# [What is asked]
Resume the breakup letter to World of Warcraft, picking up right after its last sentence.

# [Document excerpt]

I’m Breaking Up With You
Dear World of Warcraft,
I’m sorry, dear, it’s just not working out anymore. I think we need to see other people. I just can’t say it any other way. I remember a time, last year, when it was fun. We had great times together, me and you, but things change. I changed, you changed.
We spent long hours together in the beginning, just the two of us. It was a simple time, we were so very into each other. I’d find a something we could do together, and we’d just play and play until late into the night. You led me into a life of excitement and intrigue. I thought we were going to be together forever and I think you thought so, too. At least that’s what you told me.
It even got interesting when it wasn’t just the two of us anymore. Two people, three people, even five people was, well, you know … It got really different, but good, way, deep down there in “the dungeons”. It was kind of uncomfortable at first, but I think everyone just loved it after awhile. Everyone was a little clumsy at first and didn’t know what to do, but that changed after awhile.
As time went on, we had more toys to play with. I even started to learn to make my own outfits to wear on our play-dates, just to keep things fresh. It was great! You remember, right? I’m sorry, though, but something along the way just started getting kind of weird.
I’d like to say, “it’s not you, it’s me”, but honey, it’s not. Your need to have more and more just got far too strange for me. Five-way was strange enough with everyone trying to figure out what they’re supposed to do, but then it was all about the ten-way. And that was kind of invigorating, but, well, you know, ten people is hard to keep track of. It’s hard to know who’s doing what, but we all have to kind of stick together anyway. I thought I could leave it at that and get used to it, but it just wasn’t enough for you, was it?

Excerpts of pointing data
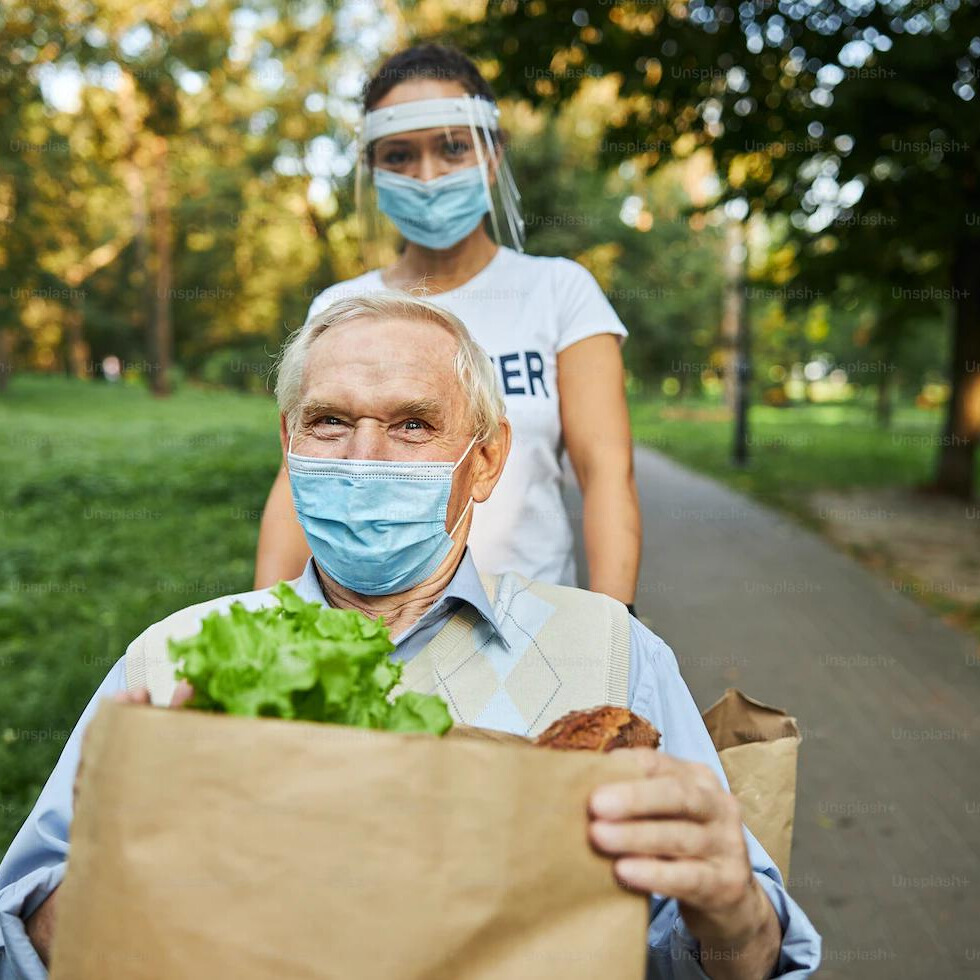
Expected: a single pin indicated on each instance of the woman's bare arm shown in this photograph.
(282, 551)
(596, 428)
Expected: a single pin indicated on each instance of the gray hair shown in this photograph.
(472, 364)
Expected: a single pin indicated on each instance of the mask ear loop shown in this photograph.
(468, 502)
---
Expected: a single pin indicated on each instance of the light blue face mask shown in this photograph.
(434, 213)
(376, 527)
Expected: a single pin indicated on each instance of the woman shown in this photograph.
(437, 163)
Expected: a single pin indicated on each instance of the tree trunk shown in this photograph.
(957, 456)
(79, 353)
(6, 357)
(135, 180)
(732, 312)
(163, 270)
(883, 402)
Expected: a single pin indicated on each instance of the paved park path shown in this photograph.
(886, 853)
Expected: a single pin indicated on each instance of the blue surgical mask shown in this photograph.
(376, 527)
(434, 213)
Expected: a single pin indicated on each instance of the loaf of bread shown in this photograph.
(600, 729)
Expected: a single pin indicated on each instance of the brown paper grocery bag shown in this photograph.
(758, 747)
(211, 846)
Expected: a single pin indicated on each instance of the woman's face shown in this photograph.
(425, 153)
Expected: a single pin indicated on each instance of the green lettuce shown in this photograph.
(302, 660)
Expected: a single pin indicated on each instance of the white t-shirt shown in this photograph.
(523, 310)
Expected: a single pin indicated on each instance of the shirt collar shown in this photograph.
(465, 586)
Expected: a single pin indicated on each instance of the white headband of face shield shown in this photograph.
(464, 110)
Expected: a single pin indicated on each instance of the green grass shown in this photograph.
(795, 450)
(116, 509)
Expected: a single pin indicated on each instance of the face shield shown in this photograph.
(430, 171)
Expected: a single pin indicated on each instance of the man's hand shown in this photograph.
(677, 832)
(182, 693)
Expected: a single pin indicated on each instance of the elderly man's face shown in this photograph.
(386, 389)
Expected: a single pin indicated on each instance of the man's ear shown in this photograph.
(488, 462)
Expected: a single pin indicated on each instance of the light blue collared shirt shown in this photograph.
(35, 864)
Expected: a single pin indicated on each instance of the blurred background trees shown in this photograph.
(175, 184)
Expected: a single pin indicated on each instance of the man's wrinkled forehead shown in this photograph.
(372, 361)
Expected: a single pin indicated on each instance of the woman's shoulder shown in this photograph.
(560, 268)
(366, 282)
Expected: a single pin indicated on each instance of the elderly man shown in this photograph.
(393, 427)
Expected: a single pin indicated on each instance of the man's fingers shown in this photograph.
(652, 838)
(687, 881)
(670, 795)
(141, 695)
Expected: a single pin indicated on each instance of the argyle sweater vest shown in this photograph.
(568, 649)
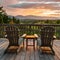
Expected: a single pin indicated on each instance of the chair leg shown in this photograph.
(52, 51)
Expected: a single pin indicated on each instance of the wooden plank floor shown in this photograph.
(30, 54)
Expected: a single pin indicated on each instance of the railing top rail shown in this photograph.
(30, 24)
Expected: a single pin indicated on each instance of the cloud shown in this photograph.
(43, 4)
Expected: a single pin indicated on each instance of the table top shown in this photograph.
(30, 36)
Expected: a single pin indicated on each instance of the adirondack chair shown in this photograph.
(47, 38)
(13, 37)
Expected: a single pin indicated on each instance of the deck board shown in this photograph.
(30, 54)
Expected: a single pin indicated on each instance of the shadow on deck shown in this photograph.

# [Final answer]
No, of course not. You needed more and more. You never seemed to get enough until it was the huge forty-way parties you’d have down in your enormous basement. I found it rather confusing at first, because it seemed like everyone who’d show up really already knew what to do (I though you and I were, you know, close, just the two of us) but I did get used to it. In the end, doing that over and over again was just, well, not my thing, baby.
Sure, the rewards were fun, but really, they were only toys that we could use together at another one of your damn parties. I need something more than just those trinkets
I know you’ll say that we can just wipe the slate clean and start over. That it’ll be you and me, just the two of us, again. But I know you. And you know you. That won’t be enough for you, despite what I say or do. Eventually it will have to be the huge event again, and honestly, dear, I just don’t want that again. I know it can’t last, despite what you say to me.
You’ll always have a place in my heart, but I know you won’t ever change so much, even if you say you’ll cut down on the big parties, maybe invite fewer people or whatever. It just won’t be the same as it was back in the beginning. And besides, what’s up with you costing me so much? Isn’t all the time I spend with you enough?
So this is it. It’s over. I’d say I’d love to see you again, but I’m not sure we ever will. I want you to know I still care and that I wish you a great life. It’s just going to have to be without me.
Love,
Paul.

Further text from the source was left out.